**MATERIAL PROVIDED:**
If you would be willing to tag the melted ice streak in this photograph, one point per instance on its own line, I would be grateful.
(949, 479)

---

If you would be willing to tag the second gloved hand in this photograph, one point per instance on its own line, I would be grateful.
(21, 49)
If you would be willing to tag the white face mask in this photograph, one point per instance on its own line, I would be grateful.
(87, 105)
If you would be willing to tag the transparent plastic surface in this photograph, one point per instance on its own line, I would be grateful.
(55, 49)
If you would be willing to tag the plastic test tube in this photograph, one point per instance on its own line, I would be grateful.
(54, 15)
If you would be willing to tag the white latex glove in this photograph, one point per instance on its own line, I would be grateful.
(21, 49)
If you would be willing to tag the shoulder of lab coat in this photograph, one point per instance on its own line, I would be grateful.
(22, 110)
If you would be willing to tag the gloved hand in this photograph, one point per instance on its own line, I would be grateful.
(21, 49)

**WHAT IS REQUIRED:**
Return each line from the items above that contains the word "plastic", copied unchanged.

**RESULT BELOW:**
If you would be willing to tag the transparent plastic surface in this photograph, one point per instance on its own line, I would be grateful.
If you would be willing to tag the plastic test tube in this photograph, one point per instance on its own line, I would be grateful.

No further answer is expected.